### [TASK LIST]
1. List the names of all authors of the paper on the AVS video decoder.
2. From the paper on the AVS video decoder, copy out the stretch from "Konstantinos Krommydas<sup>1</sup>, Christos" through "abundant computational power." word for word.

### [TEXT EXCERPT]

# AVS VIDEO DECODER ON MULTICORE SYSTEMS: OPTIMIZATIONS AND TRADEOFFS

Konstantinos Krommydas<sup>1</sup>, Christos D. Antonopoulos<sup>2</sup>, Nikolaos Bellas<sup>2</sup>, Wu-chun Feng<sup>1</sup>

<sup>1</sup>Department of Computer Science, Virginia Tech, USA {kokrommy, wfeng}@vt.edu

<sup>2</sup>Department of Computer and Communications Engineering, University of Thessaly, Greece {cda, nbellas}@uth.gr

#### **ABSTRACT**

Newer video compression standards provide high video quality and greater compression efficiency, compared to their predecessors. Their increased complexity can be outbalanced by leveraging all the levels of available parallelism, task- and data-level, using available off-the-shelf hardware, such as current generation's chip multiprocessors. As we move to more cores though, scalability issues arise and need to be tackled in order to take advantage of the abundant computational power.

In this paper we evaluate a previously implemented parallel version of the AVS video decoder on the experimental 32-core Intel Manycore Testing Lab. We examine this previous version's performance bottlenecks and scalability issues and introduce a distributed queue implementation as the proposed solution. Finally, we provide insight on separate optimizations regarding inter macroblocks and investigate performance variations and tradeoffs, when combined with a distributed queue scheme.

### [Data extracted from a collection]

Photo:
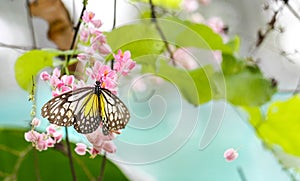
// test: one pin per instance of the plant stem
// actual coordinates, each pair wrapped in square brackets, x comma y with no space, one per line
[76,31]
[101,176]
[31,24]
[70,155]
[159,30]
[113,27]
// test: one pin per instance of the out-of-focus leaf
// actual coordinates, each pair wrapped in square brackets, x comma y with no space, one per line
[60,25]
[141,39]
[29,64]
[245,84]
[18,159]
[188,34]
[282,124]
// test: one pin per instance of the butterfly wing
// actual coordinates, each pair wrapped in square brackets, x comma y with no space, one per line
[114,112]
[78,107]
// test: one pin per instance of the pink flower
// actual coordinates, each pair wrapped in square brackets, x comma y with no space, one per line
[50,142]
[88,16]
[216,24]
[56,72]
[230,154]
[57,136]
[109,147]
[51,129]
[104,49]
[80,149]
[84,35]
[35,122]
[31,136]
[124,63]
[41,142]
[44,76]
[68,80]
[83,57]
[97,23]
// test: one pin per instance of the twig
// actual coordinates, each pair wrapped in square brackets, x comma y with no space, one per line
[293,11]
[113,27]
[101,176]
[31,24]
[76,31]
[162,35]
[70,155]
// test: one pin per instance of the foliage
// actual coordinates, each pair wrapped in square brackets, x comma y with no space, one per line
[22,158]
[280,126]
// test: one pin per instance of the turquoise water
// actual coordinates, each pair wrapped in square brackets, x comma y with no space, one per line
[164,138]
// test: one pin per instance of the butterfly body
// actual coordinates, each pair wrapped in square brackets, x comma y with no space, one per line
[85,108]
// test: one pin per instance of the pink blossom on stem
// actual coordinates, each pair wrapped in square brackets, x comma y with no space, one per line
[88,16]
[83,57]
[35,122]
[97,23]
[109,147]
[80,149]
[216,24]
[68,80]
[51,129]
[56,72]
[124,63]
[84,35]
[50,142]
[104,49]
[44,76]
[41,142]
[230,154]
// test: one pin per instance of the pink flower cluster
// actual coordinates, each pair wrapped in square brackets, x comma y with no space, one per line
[107,76]
[42,141]
[59,84]
[231,154]
[99,141]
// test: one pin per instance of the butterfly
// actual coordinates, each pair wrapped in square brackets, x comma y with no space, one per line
[85,108]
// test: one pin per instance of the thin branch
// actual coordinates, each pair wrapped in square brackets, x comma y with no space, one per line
[293,11]
[162,35]
[31,25]
[101,176]
[70,155]
[76,31]
[113,27]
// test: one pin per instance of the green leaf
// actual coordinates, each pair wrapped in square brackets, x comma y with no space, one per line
[188,34]
[18,160]
[282,125]
[141,39]
[29,64]
[255,116]
[245,84]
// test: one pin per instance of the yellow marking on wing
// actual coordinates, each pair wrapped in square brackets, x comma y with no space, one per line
[102,105]
[91,106]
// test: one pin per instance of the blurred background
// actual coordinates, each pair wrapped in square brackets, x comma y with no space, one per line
[161,153]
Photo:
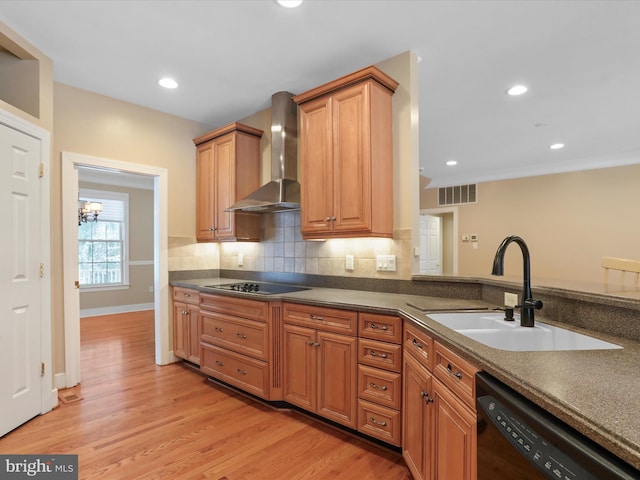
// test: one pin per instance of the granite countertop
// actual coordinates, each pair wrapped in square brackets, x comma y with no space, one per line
[597,392]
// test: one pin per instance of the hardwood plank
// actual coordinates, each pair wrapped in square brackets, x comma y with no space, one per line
[143,421]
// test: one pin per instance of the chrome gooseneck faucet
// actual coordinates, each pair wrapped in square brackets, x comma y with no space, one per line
[528,303]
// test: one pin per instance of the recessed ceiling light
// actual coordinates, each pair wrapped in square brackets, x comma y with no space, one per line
[289,3]
[168,82]
[517,90]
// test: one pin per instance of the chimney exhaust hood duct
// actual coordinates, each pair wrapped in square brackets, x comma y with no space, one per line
[283,191]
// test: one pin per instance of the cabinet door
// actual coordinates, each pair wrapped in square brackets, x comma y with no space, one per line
[205,192]
[193,354]
[417,414]
[180,330]
[456,437]
[352,158]
[316,167]
[225,181]
[300,366]
[337,378]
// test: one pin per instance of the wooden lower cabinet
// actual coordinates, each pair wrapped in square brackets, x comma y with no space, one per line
[186,325]
[320,373]
[439,427]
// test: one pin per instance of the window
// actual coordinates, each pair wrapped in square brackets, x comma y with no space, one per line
[102,246]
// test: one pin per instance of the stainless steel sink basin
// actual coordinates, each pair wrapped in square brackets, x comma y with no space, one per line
[492,330]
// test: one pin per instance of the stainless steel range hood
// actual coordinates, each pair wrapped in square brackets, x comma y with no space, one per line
[283,191]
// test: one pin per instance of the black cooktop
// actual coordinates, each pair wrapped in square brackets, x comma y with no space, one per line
[261,288]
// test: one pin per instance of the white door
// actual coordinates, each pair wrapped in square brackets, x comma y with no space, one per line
[20,282]
[433,245]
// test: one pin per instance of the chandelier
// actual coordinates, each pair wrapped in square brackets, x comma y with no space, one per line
[88,211]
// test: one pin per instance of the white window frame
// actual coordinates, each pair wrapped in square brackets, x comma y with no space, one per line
[97,195]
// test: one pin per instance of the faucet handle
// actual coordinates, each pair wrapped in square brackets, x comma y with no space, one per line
[531,303]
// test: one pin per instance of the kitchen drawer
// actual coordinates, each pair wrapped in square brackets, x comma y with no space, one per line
[238,370]
[321,318]
[456,373]
[243,336]
[380,327]
[380,422]
[239,307]
[418,344]
[380,386]
[186,295]
[380,354]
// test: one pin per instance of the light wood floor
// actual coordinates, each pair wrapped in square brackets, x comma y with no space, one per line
[137,420]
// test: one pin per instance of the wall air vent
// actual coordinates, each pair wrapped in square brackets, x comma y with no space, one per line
[457,195]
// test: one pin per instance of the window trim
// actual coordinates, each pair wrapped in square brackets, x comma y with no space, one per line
[97,195]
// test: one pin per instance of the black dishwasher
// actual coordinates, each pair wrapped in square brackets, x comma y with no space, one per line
[517,440]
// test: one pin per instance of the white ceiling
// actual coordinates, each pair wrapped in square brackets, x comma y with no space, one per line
[580,59]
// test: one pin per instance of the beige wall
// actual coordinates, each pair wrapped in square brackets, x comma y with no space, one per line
[41,113]
[140,250]
[568,220]
[99,126]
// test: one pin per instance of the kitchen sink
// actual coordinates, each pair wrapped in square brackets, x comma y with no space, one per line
[492,330]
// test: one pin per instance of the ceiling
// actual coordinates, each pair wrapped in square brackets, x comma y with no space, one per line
[580,60]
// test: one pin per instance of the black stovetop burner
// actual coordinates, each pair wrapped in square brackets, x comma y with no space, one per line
[259,287]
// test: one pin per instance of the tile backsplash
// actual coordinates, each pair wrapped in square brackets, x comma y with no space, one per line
[282,249]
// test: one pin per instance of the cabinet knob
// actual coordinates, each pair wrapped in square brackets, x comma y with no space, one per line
[455,374]
[376,422]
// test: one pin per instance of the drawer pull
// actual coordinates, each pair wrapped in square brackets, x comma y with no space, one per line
[455,374]
[383,327]
[426,397]
[381,387]
[376,354]
[376,422]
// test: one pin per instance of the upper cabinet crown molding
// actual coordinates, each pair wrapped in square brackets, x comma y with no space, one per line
[346,157]
[371,72]
[227,169]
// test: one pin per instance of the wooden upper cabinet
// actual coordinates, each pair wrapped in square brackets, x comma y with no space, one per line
[346,150]
[227,170]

### [EXERCISE ANSWERS]
1. Konstantinos Krommydas, Christos D. Antonopoulos, Nikolaos Bellas, Wu-chun Feng

2.
Konstantinos Krommydas<sup>1</sup>, Christos D. Antonopoulos<sup>2</sup>, Nikolaos Bellas<sup>2</sup>, Wu-chun Feng<sup>1</sup>

<sup>1</sup>Department of Computer Science, Virginia Tech, USA {kokrommy, wfeng}@vt.edu

<sup>2</sup>Department of Computer and Communications Engineering, University of Thessaly, Greece {cda, nbellas}@uth.gr

#### **ABSTRACT**

Newer video compression standards provide high video quality and greater compression efficiency, compared to their predecessors. Their increased complexity can be outbalanced by leveraging all the levels of available parallelism, task- and data-level, using available off-the-shelf hardware, such as current generation's chip multiprocessors. As we move to more cores though, scalability issues arise and need to be tackled in order to take advantage of the abundant computational power.